- Required work
Set down, please, the line that contains "Please annotate the woman's arm" and every line that follows it to the end of the records, exactly; do not include pictures.

- Extracted data
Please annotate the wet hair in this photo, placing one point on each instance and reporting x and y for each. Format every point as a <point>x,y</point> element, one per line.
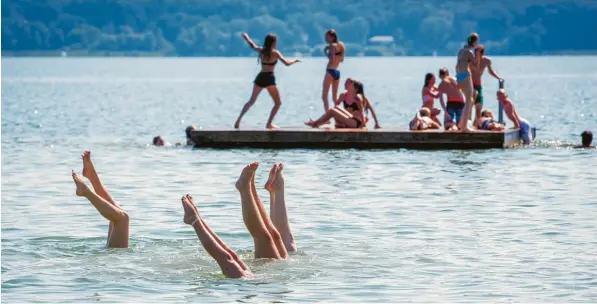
<point>481,49</point>
<point>268,44</point>
<point>332,33</point>
<point>428,78</point>
<point>443,72</point>
<point>472,38</point>
<point>587,138</point>
<point>188,131</point>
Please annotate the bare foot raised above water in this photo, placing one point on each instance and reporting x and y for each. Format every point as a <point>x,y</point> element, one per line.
<point>82,188</point>
<point>272,176</point>
<point>88,167</point>
<point>279,181</point>
<point>190,212</point>
<point>245,177</point>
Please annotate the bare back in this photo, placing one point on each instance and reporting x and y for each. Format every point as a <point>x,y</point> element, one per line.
<point>269,64</point>
<point>478,72</point>
<point>465,56</point>
<point>336,55</point>
<point>449,86</point>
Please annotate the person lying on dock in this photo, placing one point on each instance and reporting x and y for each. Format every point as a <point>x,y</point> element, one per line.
<point>351,116</point>
<point>423,121</point>
<point>272,237</point>
<point>429,94</point>
<point>487,122</point>
<point>452,110</point>
<point>587,139</point>
<point>118,230</point>
<point>519,122</point>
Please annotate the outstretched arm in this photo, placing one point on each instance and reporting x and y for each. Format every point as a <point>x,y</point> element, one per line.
<point>370,107</point>
<point>286,61</point>
<point>491,71</point>
<point>251,43</point>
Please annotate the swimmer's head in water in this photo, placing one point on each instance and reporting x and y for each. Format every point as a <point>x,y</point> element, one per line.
<point>480,49</point>
<point>269,44</point>
<point>429,79</point>
<point>501,94</point>
<point>188,131</point>
<point>472,39</point>
<point>487,113</point>
<point>158,141</point>
<point>587,138</point>
<point>331,36</point>
<point>443,73</point>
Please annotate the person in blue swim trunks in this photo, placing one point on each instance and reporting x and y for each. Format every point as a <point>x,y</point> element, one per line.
<point>466,60</point>
<point>335,52</point>
<point>453,109</point>
<point>519,122</point>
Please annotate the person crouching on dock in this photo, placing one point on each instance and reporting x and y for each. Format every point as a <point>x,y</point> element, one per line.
<point>352,115</point>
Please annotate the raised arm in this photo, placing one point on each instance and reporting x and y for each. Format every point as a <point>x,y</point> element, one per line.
<point>370,107</point>
<point>286,61</point>
<point>251,43</point>
<point>491,71</point>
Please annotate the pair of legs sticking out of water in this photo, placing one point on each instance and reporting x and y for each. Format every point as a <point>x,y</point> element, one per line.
<point>272,236</point>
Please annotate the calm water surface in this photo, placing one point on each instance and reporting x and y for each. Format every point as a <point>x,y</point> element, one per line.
<point>371,226</point>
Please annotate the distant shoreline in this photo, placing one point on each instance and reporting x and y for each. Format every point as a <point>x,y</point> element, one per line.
<point>128,54</point>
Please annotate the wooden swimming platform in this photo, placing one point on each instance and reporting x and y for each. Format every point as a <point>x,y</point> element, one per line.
<point>304,138</point>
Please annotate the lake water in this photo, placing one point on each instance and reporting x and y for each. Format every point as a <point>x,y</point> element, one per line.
<point>371,226</point>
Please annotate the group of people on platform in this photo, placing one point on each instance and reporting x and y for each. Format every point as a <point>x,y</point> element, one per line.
<point>464,92</point>
<point>350,108</point>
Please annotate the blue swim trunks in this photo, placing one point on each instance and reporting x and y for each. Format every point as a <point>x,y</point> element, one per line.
<point>525,131</point>
<point>334,73</point>
<point>460,77</point>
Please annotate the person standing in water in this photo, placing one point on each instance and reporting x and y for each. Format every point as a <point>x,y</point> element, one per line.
<point>268,56</point>
<point>335,52</point>
<point>466,57</point>
<point>118,231</point>
<point>477,73</point>
<point>519,122</point>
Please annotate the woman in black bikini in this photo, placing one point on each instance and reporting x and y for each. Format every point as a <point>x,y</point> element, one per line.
<point>335,52</point>
<point>268,55</point>
<point>351,116</point>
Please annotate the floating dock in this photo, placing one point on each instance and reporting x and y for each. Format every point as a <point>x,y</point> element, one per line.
<point>303,138</point>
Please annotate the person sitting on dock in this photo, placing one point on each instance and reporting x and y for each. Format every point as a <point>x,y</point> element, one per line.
<point>482,62</point>
<point>452,110</point>
<point>360,90</point>
<point>429,94</point>
<point>586,140</point>
<point>272,237</point>
<point>519,122</point>
<point>268,56</point>
<point>351,116</point>
<point>487,122</point>
<point>118,230</point>
<point>423,121</point>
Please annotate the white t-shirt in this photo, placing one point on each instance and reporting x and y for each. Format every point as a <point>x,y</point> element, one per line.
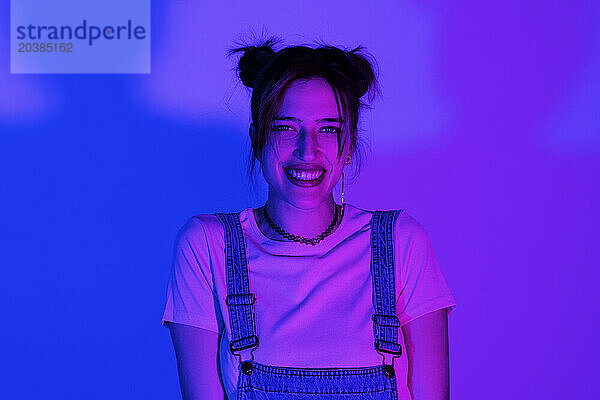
<point>313,303</point>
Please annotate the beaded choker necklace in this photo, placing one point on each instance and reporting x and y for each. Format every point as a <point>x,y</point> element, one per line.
<point>301,239</point>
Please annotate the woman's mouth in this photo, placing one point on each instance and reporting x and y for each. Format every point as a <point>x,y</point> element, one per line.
<point>305,177</point>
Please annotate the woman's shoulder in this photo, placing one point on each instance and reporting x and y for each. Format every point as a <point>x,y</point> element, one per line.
<point>405,223</point>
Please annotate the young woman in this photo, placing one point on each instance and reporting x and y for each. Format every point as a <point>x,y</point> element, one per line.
<point>303,298</point>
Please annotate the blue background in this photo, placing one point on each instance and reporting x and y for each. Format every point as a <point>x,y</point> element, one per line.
<point>487,133</point>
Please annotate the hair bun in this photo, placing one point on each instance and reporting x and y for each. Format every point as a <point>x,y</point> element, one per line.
<point>362,72</point>
<point>253,60</point>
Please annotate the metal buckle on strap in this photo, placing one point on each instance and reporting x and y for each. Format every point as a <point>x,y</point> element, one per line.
<point>234,348</point>
<point>386,320</point>
<point>395,353</point>
<point>240,299</point>
<point>253,345</point>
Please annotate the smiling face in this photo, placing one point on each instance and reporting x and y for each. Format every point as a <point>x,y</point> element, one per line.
<point>299,159</point>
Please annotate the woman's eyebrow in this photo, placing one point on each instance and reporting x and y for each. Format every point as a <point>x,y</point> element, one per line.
<point>284,118</point>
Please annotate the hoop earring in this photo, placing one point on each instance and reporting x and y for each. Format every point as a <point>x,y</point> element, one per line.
<point>342,187</point>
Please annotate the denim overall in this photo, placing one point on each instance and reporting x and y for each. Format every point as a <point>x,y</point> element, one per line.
<point>267,382</point>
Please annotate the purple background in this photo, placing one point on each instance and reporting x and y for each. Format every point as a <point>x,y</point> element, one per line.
<point>488,132</point>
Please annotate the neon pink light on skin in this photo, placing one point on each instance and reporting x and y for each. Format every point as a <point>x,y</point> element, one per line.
<point>304,210</point>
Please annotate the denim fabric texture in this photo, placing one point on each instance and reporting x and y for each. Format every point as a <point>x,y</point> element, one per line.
<point>267,382</point>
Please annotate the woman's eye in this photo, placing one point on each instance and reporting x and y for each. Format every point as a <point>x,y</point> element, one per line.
<point>333,129</point>
<point>281,127</point>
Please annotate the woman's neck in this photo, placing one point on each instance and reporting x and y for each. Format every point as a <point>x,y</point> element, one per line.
<point>305,222</point>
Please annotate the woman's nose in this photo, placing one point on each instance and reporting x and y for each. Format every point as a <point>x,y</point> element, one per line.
<point>307,145</point>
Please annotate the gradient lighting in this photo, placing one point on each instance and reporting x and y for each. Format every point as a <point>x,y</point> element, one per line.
<point>487,132</point>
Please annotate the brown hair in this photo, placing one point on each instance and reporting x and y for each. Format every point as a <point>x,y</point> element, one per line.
<point>270,73</point>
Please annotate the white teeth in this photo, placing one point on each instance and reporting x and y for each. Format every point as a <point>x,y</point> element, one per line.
<point>305,175</point>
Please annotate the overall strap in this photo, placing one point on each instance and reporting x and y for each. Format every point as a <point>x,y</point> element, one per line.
<point>385,321</point>
<point>240,301</point>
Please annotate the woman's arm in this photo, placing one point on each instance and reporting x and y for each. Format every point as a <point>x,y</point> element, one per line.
<point>426,340</point>
<point>197,351</point>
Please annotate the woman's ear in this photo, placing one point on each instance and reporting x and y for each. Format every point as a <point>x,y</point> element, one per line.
<point>252,132</point>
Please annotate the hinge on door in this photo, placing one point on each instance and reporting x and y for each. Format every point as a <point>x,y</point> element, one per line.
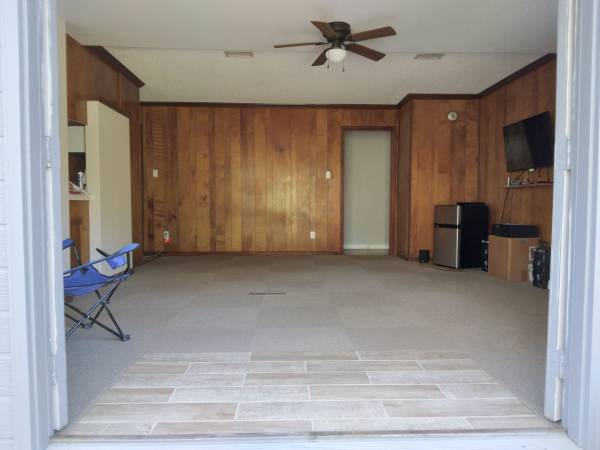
<point>569,156</point>
<point>561,364</point>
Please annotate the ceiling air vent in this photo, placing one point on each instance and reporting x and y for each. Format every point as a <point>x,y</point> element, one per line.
<point>239,54</point>
<point>429,56</point>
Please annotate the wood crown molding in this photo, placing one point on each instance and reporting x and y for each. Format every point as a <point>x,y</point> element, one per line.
<point>503,82</point>
<point>519,73</point>
<point>268,105</point>
<point>414,96</point>
<point>104,55</point>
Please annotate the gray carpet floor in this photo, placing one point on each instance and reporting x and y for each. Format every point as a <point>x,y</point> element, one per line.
<point>325,304</point>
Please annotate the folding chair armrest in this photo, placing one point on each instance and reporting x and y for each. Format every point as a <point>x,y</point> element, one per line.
<point>123,251</point>
<point>102,252</point>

- Completed exercise
Please annotate the woman's arm in this photo, placing one point on each instance and reporting x and y for each. Format every point as a <point>x,y</point> element, one per line.
<point>426,340</point>
<point>197,351</point>
Please annotate the woman's ear in this photo, placing one point on each instance and reporting x and y for each. Format every point as a <point>x,y</point> element, one per line.
<point>252,132</point>
Please annotate the hinge on door in this photo, placing one point on each instance and reporting x and y for each. Format every point as a <point>x,y</point> element, one per line.
<point>569,156</point>
<point>561,364</point>
Please annotate the ceiling air vent in this photo, placing one point on each instance and reporting x and y for each. Format every point as a <point>x,y</point> element, one per line.
<point>239,54</point>
<point>429,56</point>
Please annotate the wood crown molding in this photo, placing one point on each instance and reporting x and y for each. Format every point as a <point>x,y</point> element, one per line.
<point>503,82</point>
<point>519,73</point>
<point>268,105</point>
<point>414,96</point>
<point>104,55</point>
Please annotate the gray carpet floor in this photo, placing one point on each instance and reporting x and y for each. Format every point as a <point>x,y</point> element, one per line.
<point>325,304</point>
Please annotate the folding chair armrest in this photo, placing one point on each instance and reporting x and y for each. Format every point as a <point>x,y</point> element, one per line.
<point>123,251</point>
<point>102,252</point>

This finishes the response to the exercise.